##### EXTRACTED INFORMATION #####

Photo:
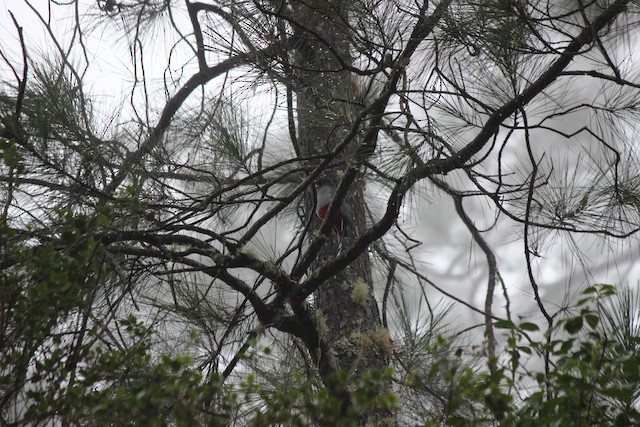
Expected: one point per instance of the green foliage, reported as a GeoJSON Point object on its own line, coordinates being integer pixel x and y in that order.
{"type": "Point", "coordinates": [304, 403]}
{"type": "Point", "coordinates": [577, 374]}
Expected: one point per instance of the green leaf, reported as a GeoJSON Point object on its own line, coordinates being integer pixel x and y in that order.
{"type": "Point", "coordinates": [592, 320]}
{"type": "Point", "coordinates": [573, 325]}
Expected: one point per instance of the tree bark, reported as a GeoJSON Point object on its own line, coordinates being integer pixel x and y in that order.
{"type": "Point", "coordinates": [327, 99]}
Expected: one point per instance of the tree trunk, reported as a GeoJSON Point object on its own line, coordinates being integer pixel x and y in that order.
{"type": "Point", "coordinates": [327, 99]}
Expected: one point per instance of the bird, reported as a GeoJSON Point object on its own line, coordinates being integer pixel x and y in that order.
{"type": "Point", "coordinates": [325, 191]}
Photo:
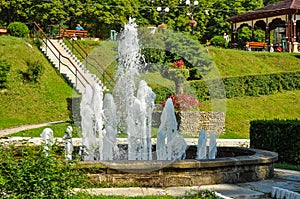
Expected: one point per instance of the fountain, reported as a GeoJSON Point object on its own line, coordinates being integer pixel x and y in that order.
{"type": "Point", "coordinates": [171, 160]}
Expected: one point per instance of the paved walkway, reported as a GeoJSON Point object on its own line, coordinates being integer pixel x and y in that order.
{"type": "Point", "coordinates": [287, 180]}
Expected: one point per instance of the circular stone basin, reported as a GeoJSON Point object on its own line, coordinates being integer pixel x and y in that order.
{"type": "Point", "coordinates": [232, 165]}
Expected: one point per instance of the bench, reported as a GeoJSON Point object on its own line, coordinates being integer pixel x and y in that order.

#####

▸ **TO DO**
Your job is to copy each entry exactly as written; the pictures do not go in.

▸ **SOLVED PROBLEM**
Photo:
Expected: one point per instance of the green foliage, reported as a GeoJSON Point object on its own line, coordinates being integer pixel x and y in that order.
{"type": "Point", "coordinates": [304, 403]}
{"type": "Point", "coordinates": [577, 374]}
Expected: one point per instance of the green leaf, reported as a GeoJSON Point object on its own line, coordinates being integer pixel x and y in that order.
{"type": "Point", "coordinates": [592, 320]}
{"type": "Point", "coordinates": [573, 325]}
Expected: one point per instance of the tree bark, reported as a GeoJSON Point object on its own line, coordinates being integer pixel x and y in that order.
{"type": "Point", "coordinates": [327, 99]}
Expected: one point per instance of the tree trunk, reported as a GeoJSON Point object on its own line, coordinates being integer pixel x and y in that order.
{"type": "Point", "coordinates": [327, 99]}
Expected: one point per instance of the bird, reported as a GeoJSON Point object on its own line, coordinates being integer pixel x and y in that order.
{"type": "Point", "coordinates": [325, 191]}
Photo:
Expected: one point per instance of the fountain, reported as a GeoJSON Point object on its own line, coordinates being integer pixel x and y in that order.
{"type": "Point", "coordinates": [171, 160]}
Expected: one point per instance of the paved walkway, reported as a GeoJSON Point object on its own line, coordinates being integer pixel x and y in that order.
{"type": "Point", "coordinates": [287, 180]}
Expected: one point per instance of the circular stone basin, reported as a GeoJSON Point object on its own line, coordinates being integer pixel x and y in that order.
{"type": "Point", "coordinates": [232, 165]}
Expected: one point per instance of the bench, reported as a GeoJSON Point object on its own line, coordinates being integer pixel x and y in that order.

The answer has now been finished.